• [Requirements] Return each of the records below word for word, keeping them in the same order.

• [Exercise material]
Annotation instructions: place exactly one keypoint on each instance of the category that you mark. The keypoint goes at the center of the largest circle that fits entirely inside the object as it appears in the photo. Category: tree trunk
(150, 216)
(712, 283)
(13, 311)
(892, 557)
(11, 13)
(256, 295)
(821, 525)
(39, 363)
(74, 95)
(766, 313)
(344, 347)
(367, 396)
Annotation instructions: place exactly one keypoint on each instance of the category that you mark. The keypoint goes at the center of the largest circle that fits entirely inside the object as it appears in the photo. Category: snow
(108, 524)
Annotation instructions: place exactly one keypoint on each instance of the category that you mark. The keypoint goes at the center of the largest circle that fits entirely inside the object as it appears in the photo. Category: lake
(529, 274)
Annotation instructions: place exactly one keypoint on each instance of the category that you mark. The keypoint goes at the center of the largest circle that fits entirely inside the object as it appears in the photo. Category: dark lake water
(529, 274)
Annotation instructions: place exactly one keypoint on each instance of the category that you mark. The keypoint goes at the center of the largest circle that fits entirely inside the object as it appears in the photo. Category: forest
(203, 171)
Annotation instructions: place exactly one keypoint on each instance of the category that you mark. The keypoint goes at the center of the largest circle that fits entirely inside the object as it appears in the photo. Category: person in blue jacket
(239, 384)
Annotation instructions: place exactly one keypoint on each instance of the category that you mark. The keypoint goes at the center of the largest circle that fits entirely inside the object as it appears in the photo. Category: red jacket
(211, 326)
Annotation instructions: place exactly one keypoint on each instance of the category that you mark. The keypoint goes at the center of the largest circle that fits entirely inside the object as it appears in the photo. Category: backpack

• [The solution]
Annotation instructions: place exactly one keypoint on each instance of the category that you mark. The keypoint goes at the center of the largest circle that fits entirely inside the object as it appears in the photo. Category: tree trunk
(150, 216)
(712, 283)
(13, 311)
(892, 557)
(11, 13)
(256, 295)
(821, 525)
(39, 363)
(74, 95)
(766, 313)
(344, 347)
(367, 396)
Annotation instructions: place exactly one keypoint on each instance of the category that you mark. The keypoint goes at the center of the largest circle that fits entirely inside the object as it appears in the photo. Category: snow
(108, 524)
Annotation instructions: place exactly one keypoint on each instance of the category that you mark. The keypoint goes at the center of the largest circle that fits entirely inside the object as it appears in the photo. Category: lake
(529, 274)
Annotation instructions: place exactly one keypoint on each instance of the category that you mark. The keypoint goes at the center of the largest circle that fits entirely inside the object as it appears in the photo. Category: dark lake water
(529, 274)
Annotation instructions: place exactly one keypoint on each instance of the category that you mark. The keypoint goes at the center of the largest circle that fits entirely inside the object as it appears in the photo. Category: forest
(203, 171)
Annotation instructions: place exactly one keypoint on each instance of the category that you mark. The keypoint goes at the center of the largest circle that fits entirely inside the object as it appears in the photo. Category: person in blue jacket
(239, 384)
Annotation instructions: place exactly one keypoint on each instance of the category that you mark. The keypoint goes at the center of the largest circle that fits entirely inside the object as it appears in the photo. Category: red jacket
(211, 326)
Annotation instructions: place exactly one keypoint on each instance of the category that you mark. The keypoint goes at the center of the largest circle that fits entirely inside the object as it appears in the photo. Category: backpack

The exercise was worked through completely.